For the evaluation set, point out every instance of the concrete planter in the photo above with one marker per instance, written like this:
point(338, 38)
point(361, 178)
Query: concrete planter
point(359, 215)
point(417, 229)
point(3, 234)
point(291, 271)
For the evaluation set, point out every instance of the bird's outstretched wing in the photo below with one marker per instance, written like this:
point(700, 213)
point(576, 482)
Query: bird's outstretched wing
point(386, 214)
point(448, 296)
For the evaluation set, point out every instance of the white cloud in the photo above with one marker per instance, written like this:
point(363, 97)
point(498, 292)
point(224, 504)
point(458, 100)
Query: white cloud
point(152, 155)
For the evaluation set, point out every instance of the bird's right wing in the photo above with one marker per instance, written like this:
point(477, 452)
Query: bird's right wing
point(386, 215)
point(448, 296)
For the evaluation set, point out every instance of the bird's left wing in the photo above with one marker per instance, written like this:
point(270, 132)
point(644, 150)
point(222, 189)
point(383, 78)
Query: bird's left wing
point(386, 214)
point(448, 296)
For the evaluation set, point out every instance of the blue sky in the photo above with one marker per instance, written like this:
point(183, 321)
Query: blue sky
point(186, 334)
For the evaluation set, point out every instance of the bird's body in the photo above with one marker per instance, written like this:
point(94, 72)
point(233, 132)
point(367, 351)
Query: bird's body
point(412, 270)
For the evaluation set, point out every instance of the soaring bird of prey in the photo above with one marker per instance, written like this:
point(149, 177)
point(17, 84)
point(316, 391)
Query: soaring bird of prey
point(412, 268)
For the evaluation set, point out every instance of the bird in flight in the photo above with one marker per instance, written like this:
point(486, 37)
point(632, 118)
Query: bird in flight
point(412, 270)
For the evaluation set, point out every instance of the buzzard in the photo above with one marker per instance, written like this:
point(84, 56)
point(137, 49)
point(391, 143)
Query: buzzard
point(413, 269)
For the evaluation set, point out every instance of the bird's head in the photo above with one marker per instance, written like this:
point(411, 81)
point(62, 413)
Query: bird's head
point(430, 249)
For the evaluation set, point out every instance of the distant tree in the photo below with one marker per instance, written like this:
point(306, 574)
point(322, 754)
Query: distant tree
....
Reproduce the stretch from the start of the entries through the line containing "point(291, 271)", requests included, and increase every coordinate in the answer points by 96. Keep the requests and their sample points unchanged.

▶ Answer:
For the evaluation set, point out every instance of the concrete planter in the photo above with one marker per instance, written like this:
point(338, 38)
point(361, 178)
Query: concrete planter
point(455, 311)
point(513, 325)
point(99, 330)
point(387, 367)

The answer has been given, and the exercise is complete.